What you should do –
In the records below, locate the line containing "Can you find the paved", then extract it and all following lines exactly, ending with the last line.

Point-per-instance localization data:
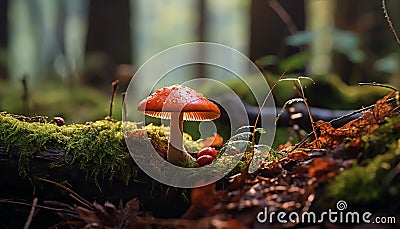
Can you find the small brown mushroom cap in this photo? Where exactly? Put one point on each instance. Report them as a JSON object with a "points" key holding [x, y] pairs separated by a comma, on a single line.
{"points": [[178, 98]]}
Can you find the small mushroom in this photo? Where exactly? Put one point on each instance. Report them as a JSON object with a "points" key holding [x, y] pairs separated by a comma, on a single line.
{"points": [[178, 103]]}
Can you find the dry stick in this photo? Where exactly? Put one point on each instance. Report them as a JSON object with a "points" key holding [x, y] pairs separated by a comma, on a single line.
{"points": [[31, 213], [38, 206], [389, 21], [73, 194], [25, 94], [300, 93], [284, 15], [124, 107], [259, 65], [114, 91], [375, 84]]}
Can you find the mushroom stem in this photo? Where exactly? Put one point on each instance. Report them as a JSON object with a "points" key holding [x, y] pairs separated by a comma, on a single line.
{"points": [[176, 152]]}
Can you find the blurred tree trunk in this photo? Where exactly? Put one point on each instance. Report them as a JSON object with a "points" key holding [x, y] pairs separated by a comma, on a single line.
{"points": [[46, 38], [320, 19]]}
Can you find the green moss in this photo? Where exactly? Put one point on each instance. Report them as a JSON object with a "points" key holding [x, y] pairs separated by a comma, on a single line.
{"points": [[98, 148], [371, 179]]}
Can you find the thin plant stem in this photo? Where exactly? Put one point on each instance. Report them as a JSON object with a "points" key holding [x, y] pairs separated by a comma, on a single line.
{"points": [[389, 21]]}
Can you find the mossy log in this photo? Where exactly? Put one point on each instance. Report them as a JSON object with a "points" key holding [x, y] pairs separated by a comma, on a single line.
{"points": [[92, 159]]}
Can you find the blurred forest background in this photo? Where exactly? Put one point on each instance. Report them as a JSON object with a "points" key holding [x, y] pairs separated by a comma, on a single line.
{"points": [[69, 51]]}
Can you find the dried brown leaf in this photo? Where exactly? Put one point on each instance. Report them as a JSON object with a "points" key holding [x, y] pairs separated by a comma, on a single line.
{"points": [[88, 216]]}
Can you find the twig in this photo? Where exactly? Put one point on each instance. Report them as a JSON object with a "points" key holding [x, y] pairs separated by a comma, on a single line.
{"points": [[124, 107], [25, 94], [284, 15], [253, 135], [38, 206], [73, 194], [264, 72], [114, 91], [301, 94], [389, 21], [31, 213], [375, 84]]}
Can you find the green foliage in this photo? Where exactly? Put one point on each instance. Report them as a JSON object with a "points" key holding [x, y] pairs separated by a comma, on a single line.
{"points": [[374, 179], [344, 42], [76, 103], [98, 148]]}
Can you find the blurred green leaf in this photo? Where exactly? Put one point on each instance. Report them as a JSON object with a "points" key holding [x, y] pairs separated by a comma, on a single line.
{"points": [[388, 64]]}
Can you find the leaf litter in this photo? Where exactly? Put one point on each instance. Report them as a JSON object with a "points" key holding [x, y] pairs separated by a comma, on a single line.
{"points": [[292, 183]]}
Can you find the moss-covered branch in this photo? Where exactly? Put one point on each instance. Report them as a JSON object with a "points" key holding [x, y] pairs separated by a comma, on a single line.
{"points": [[98, 148]]}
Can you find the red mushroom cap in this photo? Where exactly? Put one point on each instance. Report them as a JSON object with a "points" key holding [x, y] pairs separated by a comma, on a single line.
{"points": [[178, 98]]}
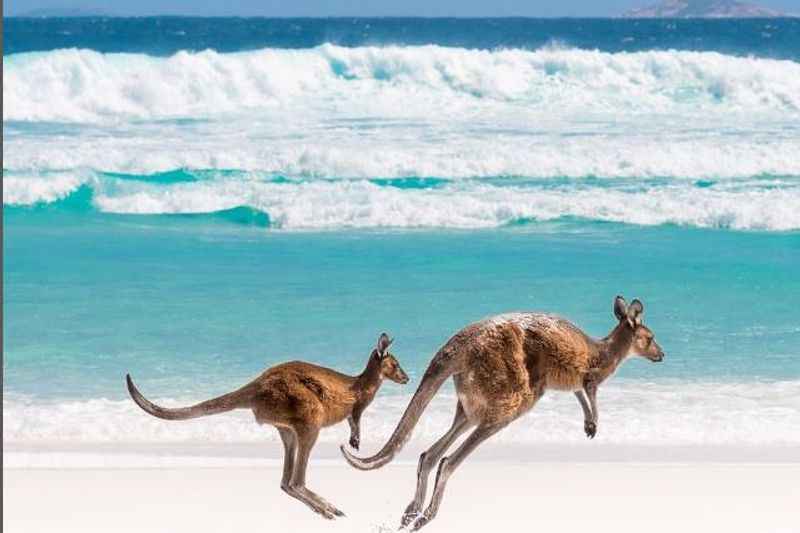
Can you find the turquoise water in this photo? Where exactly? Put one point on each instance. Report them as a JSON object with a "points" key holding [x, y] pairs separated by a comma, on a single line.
{"points": [[193, 216]]}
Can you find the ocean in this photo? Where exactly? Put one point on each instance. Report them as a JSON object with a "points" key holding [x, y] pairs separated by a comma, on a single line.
{"points": [[194, 200]]}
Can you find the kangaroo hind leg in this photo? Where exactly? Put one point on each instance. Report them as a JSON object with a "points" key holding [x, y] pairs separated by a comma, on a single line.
{"points": [[306, 437], [428, 459], [449, 464]]}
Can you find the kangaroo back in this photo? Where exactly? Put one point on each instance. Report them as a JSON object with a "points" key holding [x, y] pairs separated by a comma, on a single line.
{"points": [[240, 398], [440, 368]]}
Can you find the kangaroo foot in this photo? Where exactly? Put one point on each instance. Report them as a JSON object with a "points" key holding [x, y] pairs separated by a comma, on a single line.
{"points": [[325, 504], [590, 428], [411, 513], [421, 522], [302, 494]]}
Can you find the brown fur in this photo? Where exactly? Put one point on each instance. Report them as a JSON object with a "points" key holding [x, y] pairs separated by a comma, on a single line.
{"points": [[299, 399], [501, 367]]}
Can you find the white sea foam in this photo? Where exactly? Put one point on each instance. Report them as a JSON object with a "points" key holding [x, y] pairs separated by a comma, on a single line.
{"points": [[83, 85], [632, 413], [769, 205]]}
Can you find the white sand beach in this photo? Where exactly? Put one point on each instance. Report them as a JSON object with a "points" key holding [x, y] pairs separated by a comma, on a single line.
{"points": [[487, 494]]}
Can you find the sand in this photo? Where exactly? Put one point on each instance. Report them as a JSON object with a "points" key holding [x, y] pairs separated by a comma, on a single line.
{"points": [[484, 495]]}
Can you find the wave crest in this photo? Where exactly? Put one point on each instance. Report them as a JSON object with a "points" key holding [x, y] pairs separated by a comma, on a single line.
{"points": [[77, 85], [755, 204]]}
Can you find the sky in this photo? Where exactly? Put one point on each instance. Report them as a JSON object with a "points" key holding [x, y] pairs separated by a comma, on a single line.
{"points": [[323, 8]]}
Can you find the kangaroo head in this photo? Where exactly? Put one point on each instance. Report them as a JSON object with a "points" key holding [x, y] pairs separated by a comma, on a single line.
{"points": [[643, 343], [390, 367]]}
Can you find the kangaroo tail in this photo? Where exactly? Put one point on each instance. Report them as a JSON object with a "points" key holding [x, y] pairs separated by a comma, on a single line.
{"points": [[226, 402], [437, 373]]}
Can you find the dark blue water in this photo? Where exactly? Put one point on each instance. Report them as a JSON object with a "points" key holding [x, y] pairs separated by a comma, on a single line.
{"points": [[776, 38]]}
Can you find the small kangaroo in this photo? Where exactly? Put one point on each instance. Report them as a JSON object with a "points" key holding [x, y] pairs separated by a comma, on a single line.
{"points": [[299, 399], [501, 366]]}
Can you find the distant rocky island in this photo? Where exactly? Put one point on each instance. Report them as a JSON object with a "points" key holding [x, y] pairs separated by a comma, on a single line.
{"points": [[702, 9]]}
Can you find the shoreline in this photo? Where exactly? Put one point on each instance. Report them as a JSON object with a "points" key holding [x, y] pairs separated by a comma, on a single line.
{"points": [[565, 497], [269, 454]]}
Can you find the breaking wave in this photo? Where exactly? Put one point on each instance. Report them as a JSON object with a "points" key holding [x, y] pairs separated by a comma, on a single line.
{"points": [[78, 85], [767, 204]]}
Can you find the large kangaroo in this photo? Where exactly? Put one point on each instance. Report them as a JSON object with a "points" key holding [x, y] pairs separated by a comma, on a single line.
{"points": [[501, 367], [299, 399]]}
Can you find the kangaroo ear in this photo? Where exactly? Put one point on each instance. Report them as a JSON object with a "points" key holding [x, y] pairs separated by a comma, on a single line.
{"points": [[383, 344], [635, 312], [620, 308]]}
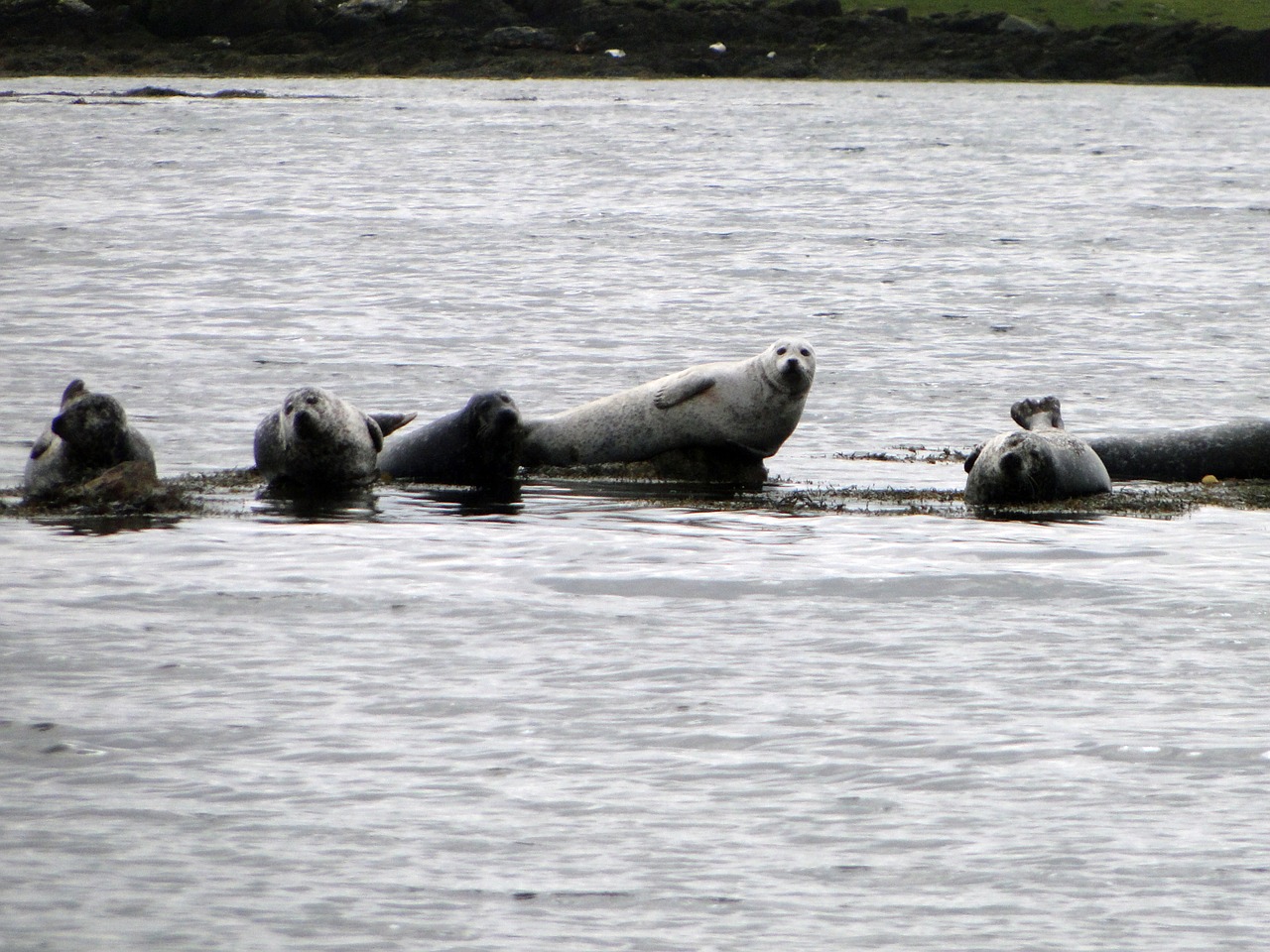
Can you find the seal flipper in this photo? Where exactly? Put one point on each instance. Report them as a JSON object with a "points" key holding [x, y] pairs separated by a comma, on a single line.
{"points": [[974, 454], [73, 391], [681, 388], [376, 433], [1038, 414], [389, 422], [42, 443]]}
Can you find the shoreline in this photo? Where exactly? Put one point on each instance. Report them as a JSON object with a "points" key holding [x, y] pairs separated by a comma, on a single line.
{"points": [[806, 40]]}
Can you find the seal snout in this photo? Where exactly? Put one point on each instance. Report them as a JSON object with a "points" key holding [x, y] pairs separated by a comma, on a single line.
{"points": [[305, 424]]}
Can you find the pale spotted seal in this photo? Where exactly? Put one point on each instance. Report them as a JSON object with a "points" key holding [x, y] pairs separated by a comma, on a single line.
{"points": [[476, 445], [89, 434], [1039, 463], [317, 440], [744, 407], [1228, 451]]}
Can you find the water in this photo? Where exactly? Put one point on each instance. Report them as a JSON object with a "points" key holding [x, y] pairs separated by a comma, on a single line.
{"points": [[613, 720]]}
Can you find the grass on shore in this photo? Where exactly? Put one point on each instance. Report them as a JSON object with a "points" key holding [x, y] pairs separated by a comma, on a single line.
{"points": [[1076, 14]]}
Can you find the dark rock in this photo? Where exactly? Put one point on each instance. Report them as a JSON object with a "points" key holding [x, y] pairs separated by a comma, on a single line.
{"points": [[896, 14], [194, 18], [524, 39]]}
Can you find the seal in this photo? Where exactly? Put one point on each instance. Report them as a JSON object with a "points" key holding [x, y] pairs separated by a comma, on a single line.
{"points": [[89, 434], [1228, 451], [1040, 463], [317, 440], [476, 445], [744, 407]]}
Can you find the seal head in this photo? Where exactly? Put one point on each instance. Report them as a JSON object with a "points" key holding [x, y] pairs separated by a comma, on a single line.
{"points": [[746, 407], [1039, 463], [476, 445], [317, 440], [89, 434]]}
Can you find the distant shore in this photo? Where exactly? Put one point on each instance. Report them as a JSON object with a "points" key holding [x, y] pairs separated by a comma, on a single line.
{"points": [[578, 39]]}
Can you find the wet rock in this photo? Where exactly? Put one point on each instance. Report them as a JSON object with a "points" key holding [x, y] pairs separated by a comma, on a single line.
{"points": [[66, 9], [230, 18], [524, 39], [896, 14]]}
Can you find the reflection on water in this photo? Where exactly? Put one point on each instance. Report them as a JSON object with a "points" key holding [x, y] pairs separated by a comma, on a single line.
{"points": [[599, 714]]}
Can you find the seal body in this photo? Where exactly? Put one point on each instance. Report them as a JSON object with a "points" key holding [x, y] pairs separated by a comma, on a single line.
{"points": [[317, 440], [1229, 451], [748, 407], [1039, 463], [476, 445], [89, 434]]}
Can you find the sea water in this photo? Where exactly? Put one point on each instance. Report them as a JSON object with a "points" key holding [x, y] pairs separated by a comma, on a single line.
{"points": [[604, 716]]}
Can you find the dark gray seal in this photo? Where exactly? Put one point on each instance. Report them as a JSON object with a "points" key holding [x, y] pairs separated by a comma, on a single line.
{"points": [[89, 434], [746, 407], [1228, 451], [1039, 463], [476, 445], [317, 440]]}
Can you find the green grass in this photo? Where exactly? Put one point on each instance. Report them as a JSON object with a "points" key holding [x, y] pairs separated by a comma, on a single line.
{"points": [[1075, 14]]}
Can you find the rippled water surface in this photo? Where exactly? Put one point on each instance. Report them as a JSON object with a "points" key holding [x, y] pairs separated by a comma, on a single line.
{"points": [[597, 716]]}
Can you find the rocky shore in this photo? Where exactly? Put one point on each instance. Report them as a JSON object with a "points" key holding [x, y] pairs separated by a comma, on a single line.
{"points": [[644, 39]]}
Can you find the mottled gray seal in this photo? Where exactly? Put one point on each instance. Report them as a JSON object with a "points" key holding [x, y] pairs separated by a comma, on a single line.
{"points": [[1228, 451], [89, 434], [476, 445], [317, 440], [1039, 463], [748, 407]]}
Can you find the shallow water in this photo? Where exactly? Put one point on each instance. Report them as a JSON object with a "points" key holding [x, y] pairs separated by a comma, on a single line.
{"points": [[603, 717]]}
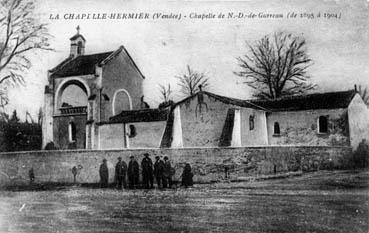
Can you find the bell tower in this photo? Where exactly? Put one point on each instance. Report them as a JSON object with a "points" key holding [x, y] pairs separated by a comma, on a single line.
{"points": [[77, 44]]}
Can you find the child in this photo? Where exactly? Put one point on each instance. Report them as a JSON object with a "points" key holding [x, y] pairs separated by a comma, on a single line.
{"points": [[187, 176]]}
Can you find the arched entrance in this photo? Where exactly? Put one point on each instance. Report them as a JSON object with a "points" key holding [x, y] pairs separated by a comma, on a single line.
{"points": [[70, 113], [71, 94]]}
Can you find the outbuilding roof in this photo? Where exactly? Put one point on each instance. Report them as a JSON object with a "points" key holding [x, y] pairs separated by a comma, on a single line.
{"points": [[143, 115], [329, 100], [224, 99]]}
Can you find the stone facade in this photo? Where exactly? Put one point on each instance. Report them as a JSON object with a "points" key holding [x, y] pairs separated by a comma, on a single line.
{"points": [[208, 164], [102, 77], [301, 128]]}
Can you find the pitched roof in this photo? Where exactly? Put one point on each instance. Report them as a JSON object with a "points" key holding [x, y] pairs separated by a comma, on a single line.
{"points": [[224, 99], [76, 36], [330, 100], [143, 115], [81, 65], [85, 64]]}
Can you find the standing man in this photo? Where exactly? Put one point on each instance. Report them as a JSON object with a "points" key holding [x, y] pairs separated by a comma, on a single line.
{"points": [[120, 173], [167, 173], [147, 171], [133, 172], [158, 170], [104, 174]]}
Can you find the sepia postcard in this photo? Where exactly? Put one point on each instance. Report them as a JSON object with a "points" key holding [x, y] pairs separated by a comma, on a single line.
{"points": [[184, 116]]}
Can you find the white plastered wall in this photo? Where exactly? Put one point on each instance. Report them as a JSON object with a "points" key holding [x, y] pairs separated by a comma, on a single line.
{"points": [[358, 117]]}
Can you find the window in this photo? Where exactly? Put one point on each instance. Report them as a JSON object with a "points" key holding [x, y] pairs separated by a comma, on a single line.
{"points": [[91, 110], [277, 130], [72, 132], [323, 124], [251, 122], [132, 131], [79, 47]]}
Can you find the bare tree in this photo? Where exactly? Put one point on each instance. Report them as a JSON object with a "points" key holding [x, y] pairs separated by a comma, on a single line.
{"points": [[190, 81], [364, 93], [275, 66], [20, 33], [166, 96], [165, 92]]}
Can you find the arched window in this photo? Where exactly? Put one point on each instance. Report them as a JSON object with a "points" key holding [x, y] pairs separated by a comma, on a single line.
{"points": [[72, 132], [79, 47], [251, 122], [323, 124], [277, 130]]}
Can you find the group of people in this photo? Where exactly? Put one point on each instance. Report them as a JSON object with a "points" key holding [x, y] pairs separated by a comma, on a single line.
{"points": [[161, 170]]}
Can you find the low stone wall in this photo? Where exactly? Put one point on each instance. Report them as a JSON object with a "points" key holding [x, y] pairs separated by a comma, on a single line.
{"points": [[208, 164]]}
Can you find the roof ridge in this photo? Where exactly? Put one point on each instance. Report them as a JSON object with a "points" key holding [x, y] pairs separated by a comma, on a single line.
{"points": [[302, 95]]}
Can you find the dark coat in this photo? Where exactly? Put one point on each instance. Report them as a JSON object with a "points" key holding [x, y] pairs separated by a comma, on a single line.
{"points": [[167, 169], [158, 168], [133, 169], [120, 169], [187, 176], [104, 173], [146, 165]]}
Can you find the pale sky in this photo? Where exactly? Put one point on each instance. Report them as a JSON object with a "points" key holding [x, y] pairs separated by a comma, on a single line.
{"points": [[162, 48]]}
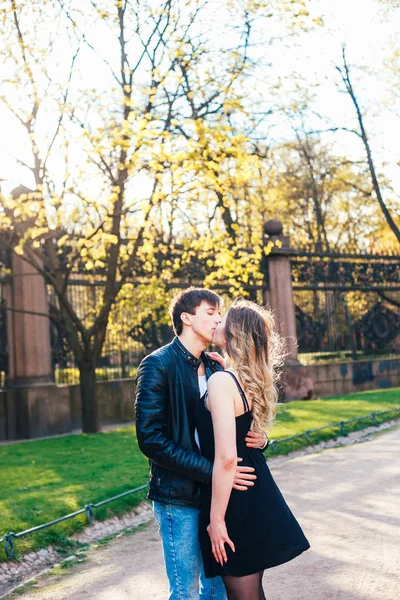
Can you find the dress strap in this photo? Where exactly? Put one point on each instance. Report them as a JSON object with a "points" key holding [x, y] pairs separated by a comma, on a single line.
{"points": [[242, 394]]}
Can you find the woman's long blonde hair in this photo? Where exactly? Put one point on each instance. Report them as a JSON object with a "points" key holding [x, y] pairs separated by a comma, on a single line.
{"points": [[255, 352]]}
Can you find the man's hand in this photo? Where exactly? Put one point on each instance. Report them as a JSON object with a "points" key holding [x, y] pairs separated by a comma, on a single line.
{"points": [[244, 477], [255, 440], [218, 358]]}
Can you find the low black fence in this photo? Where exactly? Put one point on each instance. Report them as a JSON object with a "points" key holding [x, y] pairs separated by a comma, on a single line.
{"points": [[88, 509]]}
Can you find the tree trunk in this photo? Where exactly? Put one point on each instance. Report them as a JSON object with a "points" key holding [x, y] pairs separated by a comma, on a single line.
{"points": [[87, 374]]}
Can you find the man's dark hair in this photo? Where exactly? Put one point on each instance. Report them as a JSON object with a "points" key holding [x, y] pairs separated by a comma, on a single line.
{"points": [[187, 301]]}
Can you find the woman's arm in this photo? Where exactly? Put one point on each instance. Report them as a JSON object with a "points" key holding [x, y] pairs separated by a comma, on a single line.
{"points": [[221, 391]]}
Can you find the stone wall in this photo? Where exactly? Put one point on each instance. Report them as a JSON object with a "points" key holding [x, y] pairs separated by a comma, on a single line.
{"points": [[45, 410], [335, 379]]}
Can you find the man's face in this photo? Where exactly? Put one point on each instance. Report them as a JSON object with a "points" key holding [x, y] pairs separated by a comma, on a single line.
{"points": [[205, 320]]}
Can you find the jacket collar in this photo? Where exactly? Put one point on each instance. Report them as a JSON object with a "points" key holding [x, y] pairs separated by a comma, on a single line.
{"points": [[184, 352]]}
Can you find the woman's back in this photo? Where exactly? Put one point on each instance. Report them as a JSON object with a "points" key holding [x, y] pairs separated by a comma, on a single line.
{"points": [[258, 520]]}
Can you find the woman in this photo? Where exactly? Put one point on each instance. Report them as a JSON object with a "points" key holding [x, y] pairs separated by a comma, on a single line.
{"points": [[243, 533]]}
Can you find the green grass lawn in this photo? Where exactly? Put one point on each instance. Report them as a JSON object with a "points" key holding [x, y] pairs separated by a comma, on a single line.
{"points": [[43, 480]]}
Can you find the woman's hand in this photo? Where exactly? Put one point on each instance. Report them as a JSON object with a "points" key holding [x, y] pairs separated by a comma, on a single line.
{"points": [[218, 358], [219, 537]]}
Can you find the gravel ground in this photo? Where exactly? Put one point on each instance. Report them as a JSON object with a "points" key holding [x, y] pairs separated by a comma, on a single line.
{"points": [[346, 499]]}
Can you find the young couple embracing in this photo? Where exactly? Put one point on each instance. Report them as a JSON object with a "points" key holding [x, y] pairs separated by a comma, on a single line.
{"points": [[200, 419]]}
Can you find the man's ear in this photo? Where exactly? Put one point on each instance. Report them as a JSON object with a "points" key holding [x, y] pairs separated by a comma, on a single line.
{"points": [[185, 318]]}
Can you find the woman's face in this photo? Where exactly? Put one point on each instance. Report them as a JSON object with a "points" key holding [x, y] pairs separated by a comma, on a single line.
{"points": [[219, 334]]}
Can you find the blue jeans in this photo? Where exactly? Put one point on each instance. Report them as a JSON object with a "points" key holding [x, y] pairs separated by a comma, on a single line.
{"points": [[178, 527]]}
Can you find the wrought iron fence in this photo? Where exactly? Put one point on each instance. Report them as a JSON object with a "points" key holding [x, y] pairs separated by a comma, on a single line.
{"points": [[346, 304]]}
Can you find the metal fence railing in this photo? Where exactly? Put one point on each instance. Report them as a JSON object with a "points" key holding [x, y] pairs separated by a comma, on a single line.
{"points": [[88, 509]]}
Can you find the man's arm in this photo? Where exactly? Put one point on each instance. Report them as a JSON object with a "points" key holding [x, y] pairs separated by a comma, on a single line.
{"points": [[151, 425]]}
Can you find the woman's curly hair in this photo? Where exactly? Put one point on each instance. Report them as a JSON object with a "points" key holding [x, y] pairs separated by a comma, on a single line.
{"points": [[256, 352]]}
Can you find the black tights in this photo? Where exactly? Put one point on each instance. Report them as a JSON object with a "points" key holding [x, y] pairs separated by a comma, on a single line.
{"points": [[248, 587]]}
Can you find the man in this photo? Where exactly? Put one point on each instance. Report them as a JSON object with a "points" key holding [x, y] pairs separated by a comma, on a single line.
{"points": [[168, 387]]}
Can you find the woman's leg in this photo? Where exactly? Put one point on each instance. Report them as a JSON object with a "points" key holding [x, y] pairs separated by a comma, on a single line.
{"points": [[248, 587]]}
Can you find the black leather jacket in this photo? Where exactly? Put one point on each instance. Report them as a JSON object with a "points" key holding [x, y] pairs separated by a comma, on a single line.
{"points": [[166, 395]]}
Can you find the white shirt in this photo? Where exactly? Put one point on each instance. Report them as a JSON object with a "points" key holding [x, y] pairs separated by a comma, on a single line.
{"points": [[203, 389]]}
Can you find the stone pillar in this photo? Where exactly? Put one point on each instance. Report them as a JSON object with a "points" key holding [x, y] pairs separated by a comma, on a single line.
{"points": [[278, 294], [35, 407], [28, 334]]}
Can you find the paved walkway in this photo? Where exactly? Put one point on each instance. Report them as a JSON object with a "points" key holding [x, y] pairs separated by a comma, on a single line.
{"points": [[346, 499]]}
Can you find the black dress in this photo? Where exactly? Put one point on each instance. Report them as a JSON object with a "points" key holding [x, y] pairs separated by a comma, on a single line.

Answer to the exercise –
Can you find the paved walkway in this photo? Where exactly? Put one point on each instance. Report them as a JSON object with a "points" key holding [x, y] pairs separated by a comma, on a single line.
{"points": [[346, 499]]}
Can you find the black dress in this photo? Where exactly? Put one point on each instance. Report them as a JSON object with a "points" key holding [x, y] pairs separated by a comma, on a single line.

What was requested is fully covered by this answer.